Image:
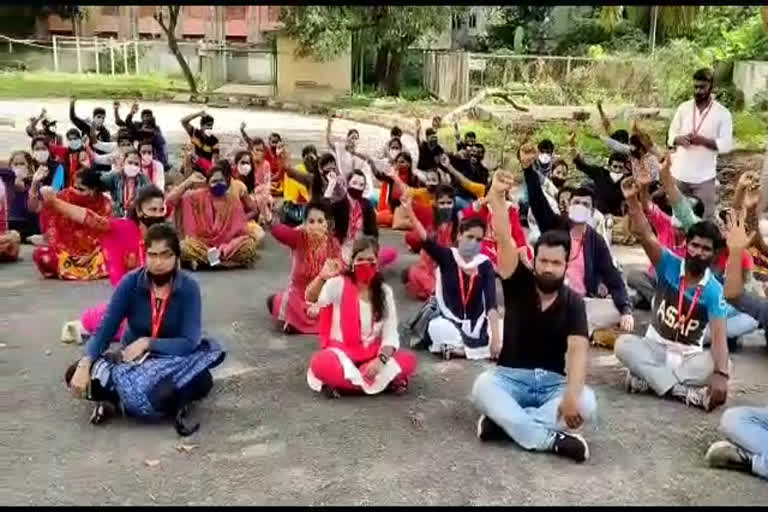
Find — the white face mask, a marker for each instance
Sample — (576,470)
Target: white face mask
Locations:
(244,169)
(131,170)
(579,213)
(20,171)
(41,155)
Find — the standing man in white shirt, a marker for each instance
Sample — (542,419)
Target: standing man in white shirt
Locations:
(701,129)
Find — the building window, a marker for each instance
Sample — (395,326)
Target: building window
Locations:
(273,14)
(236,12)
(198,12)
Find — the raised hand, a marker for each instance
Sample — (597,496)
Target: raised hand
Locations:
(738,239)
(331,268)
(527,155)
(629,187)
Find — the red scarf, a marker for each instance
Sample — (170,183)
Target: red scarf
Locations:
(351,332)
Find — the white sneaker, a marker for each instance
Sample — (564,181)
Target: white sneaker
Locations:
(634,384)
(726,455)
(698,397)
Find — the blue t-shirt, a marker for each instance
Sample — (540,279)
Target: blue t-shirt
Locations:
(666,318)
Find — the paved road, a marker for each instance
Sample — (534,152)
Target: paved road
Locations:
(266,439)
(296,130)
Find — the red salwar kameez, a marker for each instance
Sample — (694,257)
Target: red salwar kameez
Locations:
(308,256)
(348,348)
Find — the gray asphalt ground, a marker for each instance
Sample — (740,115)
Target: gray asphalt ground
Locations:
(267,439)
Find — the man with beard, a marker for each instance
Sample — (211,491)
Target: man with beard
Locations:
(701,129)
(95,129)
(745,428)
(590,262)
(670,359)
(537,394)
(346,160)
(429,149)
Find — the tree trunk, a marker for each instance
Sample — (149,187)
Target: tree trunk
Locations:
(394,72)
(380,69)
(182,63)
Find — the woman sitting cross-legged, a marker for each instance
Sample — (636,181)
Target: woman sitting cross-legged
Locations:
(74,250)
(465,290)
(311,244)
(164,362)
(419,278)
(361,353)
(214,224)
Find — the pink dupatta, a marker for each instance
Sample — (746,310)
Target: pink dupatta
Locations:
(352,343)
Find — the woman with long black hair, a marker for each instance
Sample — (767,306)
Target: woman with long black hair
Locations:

________________________

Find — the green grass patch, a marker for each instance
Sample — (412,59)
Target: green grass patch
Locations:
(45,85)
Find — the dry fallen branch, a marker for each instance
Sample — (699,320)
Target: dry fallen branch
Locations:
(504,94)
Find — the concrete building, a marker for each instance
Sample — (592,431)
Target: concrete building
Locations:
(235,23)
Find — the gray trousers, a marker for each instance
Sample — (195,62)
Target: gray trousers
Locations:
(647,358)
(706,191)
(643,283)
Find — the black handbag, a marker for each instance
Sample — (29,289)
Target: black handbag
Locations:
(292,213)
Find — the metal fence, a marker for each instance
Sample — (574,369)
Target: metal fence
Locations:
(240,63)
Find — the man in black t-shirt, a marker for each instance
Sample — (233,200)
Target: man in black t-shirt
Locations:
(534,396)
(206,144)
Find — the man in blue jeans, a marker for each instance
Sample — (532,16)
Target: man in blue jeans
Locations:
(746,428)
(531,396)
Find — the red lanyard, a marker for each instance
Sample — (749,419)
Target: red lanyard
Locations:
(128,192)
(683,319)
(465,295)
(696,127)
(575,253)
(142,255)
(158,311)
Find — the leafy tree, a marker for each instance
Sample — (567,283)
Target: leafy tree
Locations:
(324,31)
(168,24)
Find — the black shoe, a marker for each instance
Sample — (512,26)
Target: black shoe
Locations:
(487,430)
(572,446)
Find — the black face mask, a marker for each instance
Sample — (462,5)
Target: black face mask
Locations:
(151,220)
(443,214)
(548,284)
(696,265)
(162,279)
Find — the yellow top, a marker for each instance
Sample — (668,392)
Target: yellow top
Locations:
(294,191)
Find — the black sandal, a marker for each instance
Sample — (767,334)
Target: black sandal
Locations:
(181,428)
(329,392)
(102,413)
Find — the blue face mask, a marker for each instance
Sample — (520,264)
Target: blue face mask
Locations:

________________________

__What this task involves__
Your answer should be the lines of the records that hold the string "paved".

__Problem solution__
Find — the paved road, a marker for each instance
Target: paved road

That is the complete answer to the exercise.